AIM OF THE TASK: Copy out the items below without any change, starting with the line that contains "of the orange" and continuing through the end of the items. Leave the pictures out of your reply.

DATA PROVIDED:
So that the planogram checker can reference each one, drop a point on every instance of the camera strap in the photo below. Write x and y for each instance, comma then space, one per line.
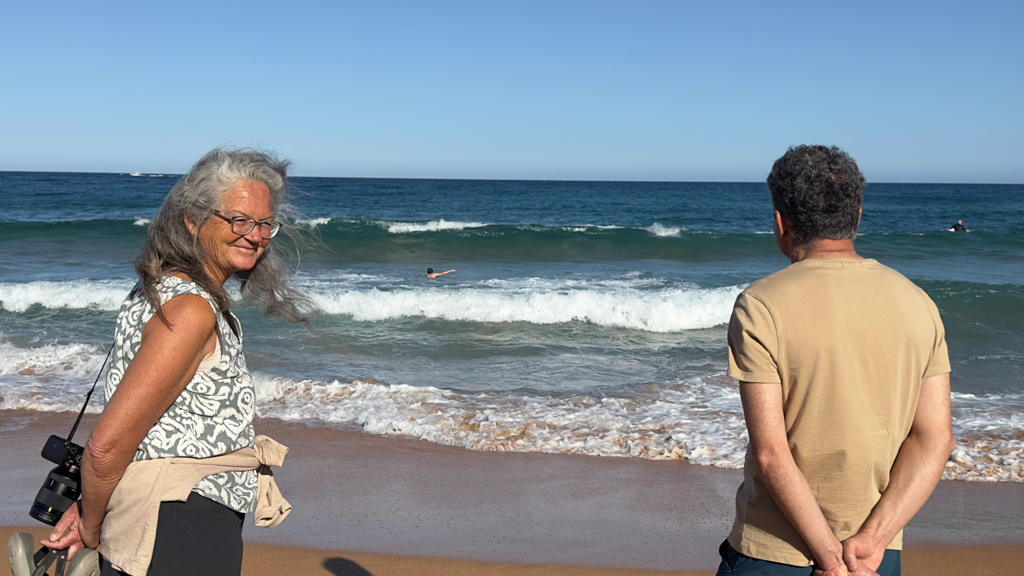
89, 396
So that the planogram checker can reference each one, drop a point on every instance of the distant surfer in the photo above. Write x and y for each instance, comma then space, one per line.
432, 274
958, 227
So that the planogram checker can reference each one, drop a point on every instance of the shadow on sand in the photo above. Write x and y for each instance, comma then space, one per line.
342, 567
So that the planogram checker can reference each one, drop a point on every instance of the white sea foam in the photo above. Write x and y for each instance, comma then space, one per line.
312, 222
664, 231
697, 419
658, 311
434, 225
94, 294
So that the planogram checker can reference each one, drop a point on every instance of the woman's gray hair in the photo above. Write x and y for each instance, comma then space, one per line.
172, 247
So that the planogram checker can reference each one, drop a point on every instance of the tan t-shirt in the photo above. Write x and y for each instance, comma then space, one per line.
850, 341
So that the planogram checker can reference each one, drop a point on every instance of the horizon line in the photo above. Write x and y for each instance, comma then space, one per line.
172, 174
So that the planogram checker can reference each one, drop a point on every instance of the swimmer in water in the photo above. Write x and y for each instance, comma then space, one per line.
432, 274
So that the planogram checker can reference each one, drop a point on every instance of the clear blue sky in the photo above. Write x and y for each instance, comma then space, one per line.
915, 91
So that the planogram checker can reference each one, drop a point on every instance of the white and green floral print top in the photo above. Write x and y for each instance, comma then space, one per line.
213, 415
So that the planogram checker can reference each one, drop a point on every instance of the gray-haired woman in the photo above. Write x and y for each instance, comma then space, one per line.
178, 362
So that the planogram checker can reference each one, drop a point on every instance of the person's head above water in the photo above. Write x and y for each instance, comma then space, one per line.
818, 190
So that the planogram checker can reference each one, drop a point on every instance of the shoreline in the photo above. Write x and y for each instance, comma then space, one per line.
388, 499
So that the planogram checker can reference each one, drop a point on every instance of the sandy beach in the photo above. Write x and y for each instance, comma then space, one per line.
371, 504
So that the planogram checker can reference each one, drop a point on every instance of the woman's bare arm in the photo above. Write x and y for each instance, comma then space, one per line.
166, 361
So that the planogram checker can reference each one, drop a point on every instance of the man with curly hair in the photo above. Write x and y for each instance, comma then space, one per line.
844, 377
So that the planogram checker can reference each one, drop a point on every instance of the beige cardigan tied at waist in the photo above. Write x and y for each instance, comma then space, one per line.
130, 525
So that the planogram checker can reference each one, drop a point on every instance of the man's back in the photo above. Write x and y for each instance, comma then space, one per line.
849, 341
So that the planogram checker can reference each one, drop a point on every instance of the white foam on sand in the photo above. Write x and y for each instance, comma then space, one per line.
697, 419
50, 377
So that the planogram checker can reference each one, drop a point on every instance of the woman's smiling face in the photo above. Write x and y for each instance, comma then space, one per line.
225, 251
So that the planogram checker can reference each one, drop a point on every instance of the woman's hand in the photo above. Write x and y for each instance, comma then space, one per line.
76, 538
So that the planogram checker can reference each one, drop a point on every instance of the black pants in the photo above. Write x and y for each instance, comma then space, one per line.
198, 537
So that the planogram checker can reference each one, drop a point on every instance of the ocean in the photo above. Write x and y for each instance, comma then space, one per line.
583, 317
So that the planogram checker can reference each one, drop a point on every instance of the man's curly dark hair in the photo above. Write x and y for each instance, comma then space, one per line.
818, 190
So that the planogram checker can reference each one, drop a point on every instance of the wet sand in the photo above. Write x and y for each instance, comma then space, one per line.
407, 506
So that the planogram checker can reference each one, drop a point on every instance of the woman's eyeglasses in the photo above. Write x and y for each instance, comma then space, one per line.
243, 225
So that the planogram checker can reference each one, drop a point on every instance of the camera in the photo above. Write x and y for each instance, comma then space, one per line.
62, 485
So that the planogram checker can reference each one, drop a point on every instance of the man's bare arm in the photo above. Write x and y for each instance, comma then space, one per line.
766, 426
918, 468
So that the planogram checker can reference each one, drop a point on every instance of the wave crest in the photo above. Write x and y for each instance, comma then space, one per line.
660, 311
96, 294
434, 225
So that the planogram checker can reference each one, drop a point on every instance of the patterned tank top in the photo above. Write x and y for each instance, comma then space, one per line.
213, 415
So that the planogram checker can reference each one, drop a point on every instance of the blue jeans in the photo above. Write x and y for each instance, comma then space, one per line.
735, 563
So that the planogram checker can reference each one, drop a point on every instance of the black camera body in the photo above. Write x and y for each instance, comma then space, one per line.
62, 485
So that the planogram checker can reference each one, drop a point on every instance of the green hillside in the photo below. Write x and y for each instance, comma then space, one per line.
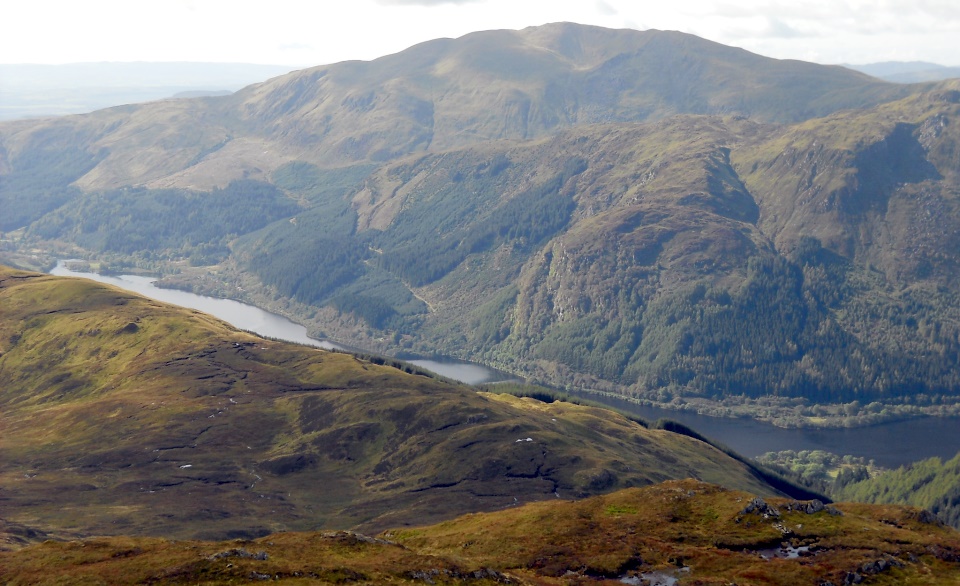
931, 484
122, 415
648, 214
682, 532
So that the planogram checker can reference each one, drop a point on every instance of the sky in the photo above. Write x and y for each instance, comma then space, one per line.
304, 33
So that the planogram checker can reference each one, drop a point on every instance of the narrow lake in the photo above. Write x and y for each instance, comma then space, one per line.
889, 444
254, 319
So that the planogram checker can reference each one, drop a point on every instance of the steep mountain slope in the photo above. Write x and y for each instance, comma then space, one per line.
124, 415
438, 95
644, 213
676, 532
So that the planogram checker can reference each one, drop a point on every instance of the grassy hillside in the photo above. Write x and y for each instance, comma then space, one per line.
695, 532
122, 415
438, 95
932, 484
643, 213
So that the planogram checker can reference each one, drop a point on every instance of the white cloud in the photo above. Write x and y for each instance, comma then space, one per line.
306, 32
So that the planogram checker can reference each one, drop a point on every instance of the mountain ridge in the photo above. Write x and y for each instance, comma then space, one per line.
726, 228
127, 415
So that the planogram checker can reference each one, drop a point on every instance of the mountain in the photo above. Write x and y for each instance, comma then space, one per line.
31, 91
931, 484
675, 532
908, 71
122, 415
645, 213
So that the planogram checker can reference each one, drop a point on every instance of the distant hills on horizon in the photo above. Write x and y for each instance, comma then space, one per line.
648, 213
29, 90
35, 90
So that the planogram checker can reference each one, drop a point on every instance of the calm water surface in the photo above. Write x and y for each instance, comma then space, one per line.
254, 319
889, 444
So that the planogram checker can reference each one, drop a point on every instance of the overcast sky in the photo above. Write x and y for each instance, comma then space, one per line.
316, 32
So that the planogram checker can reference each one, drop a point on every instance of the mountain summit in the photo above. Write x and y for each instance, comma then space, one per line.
645, 213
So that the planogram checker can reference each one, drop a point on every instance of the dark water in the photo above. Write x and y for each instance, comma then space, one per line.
254, 319
889, 444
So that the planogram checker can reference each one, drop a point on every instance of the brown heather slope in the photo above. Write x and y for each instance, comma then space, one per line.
121, 415
694, 532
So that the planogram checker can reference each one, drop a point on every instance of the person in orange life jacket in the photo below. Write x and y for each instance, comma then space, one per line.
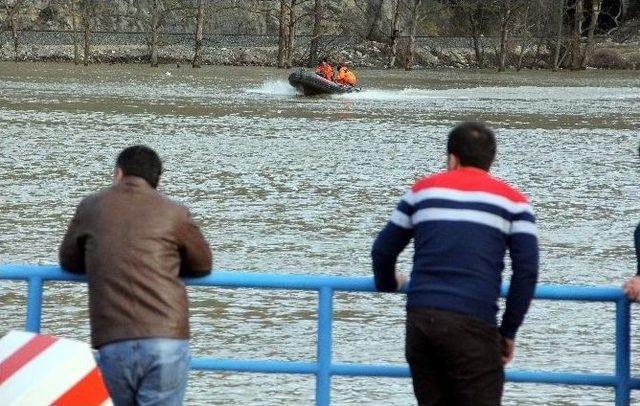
344, 76
324, 69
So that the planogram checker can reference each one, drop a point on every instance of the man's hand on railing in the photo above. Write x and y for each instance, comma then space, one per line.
402, 281
507, 348
632, 288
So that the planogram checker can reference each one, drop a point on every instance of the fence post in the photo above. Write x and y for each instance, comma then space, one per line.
623, 349
34, 304
323, 375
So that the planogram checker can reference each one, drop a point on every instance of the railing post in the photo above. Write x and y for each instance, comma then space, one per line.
323, 375
623, 349
34, 304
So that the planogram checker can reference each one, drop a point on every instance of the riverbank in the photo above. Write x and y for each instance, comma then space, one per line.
431, 53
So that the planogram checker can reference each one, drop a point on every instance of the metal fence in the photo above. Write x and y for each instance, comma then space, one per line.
323, 367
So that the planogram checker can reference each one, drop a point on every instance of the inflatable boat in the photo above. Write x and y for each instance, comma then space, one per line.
311, 84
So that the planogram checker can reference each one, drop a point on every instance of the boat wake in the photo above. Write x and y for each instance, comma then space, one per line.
274, 88
283, 88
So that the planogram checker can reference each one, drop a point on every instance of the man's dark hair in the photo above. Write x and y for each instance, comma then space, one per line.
141, 161
474, 144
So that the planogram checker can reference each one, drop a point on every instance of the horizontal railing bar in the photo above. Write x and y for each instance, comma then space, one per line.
242, 365
233, 279
563, 378
392, 371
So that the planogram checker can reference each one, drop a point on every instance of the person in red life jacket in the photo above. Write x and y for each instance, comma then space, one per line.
462, 222
344, 76
324, 69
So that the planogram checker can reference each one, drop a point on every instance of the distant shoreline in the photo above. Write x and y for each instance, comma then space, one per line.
436, 52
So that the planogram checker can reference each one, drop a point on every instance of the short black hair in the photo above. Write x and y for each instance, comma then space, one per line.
474, 144
141, 161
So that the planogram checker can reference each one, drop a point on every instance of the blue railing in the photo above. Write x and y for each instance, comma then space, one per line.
324, 368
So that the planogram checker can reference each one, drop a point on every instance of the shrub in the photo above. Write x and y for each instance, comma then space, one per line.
607, 58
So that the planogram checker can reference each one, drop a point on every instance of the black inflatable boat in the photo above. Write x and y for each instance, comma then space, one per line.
311, 84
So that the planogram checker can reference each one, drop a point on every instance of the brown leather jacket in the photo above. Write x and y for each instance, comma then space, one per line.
133, 245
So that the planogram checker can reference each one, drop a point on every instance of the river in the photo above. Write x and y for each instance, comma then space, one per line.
287, 184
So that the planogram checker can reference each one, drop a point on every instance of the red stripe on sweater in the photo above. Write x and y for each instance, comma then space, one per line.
470, 180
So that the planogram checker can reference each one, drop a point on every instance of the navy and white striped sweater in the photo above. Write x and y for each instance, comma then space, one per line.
462, 222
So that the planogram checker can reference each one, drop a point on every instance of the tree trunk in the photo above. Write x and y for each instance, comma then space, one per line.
74, 28
291, 34
504, 32
408, 63
317, 31
154, 34
13, 21
197, 53
576, 55
525, 40
86, 23
374, 17
395, 33
282, 35
556, 52
596, 6
475, 36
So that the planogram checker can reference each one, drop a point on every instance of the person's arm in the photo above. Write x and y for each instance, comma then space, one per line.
632, 286
523, 250
636, 241
390, 242
71, 251
194, 249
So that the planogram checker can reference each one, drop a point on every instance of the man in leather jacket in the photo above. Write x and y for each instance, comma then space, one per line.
134, 245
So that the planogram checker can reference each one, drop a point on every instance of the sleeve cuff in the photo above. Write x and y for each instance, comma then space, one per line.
508, 330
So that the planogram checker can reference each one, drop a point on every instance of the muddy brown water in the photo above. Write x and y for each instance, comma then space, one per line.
287, 184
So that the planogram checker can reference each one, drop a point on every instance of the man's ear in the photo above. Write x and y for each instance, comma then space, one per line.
118, 174
452, 162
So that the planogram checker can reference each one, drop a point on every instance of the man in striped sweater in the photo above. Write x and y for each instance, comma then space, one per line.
462, 222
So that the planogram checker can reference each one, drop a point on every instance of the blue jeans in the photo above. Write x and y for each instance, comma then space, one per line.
148, 371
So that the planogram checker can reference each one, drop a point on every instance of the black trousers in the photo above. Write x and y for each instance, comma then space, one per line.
454, 359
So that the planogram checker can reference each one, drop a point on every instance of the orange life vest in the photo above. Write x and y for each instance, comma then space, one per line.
325, 70
346, 77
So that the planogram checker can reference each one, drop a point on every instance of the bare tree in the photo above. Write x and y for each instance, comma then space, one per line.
74, 27
559, 31
86, 24
596, 7
576, 57
291, 32
395, 32
506, 9
283, 33
473, 12
415, 16
197, 54
13, 9
318, 14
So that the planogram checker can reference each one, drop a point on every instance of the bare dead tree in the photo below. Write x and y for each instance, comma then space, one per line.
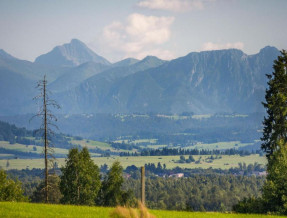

ANSWER IN FULL:
So that the planogram checker can reference each one, drop a point on every instance of the orange life vest in the photo above. Write x and y for each instance, comma then space, one per line.
325, 70
346, 77
So that the planogram checker can reference each one, drop a point on every instance of the bare tree in the photo above. Write x and y for each instance, comma then space, one per line.
74, 27
559, 31
86, 24
596, 7
576, 57
291, 32
395, 32
506, 9
283, 33
473, 12
415, 16
197, 54
13, 9
318, 14
So that the planogram checker can reference each one, drop a point on every instance of the bare dead tree in the photo below. Write x and y for each instance, comma then space, one per line.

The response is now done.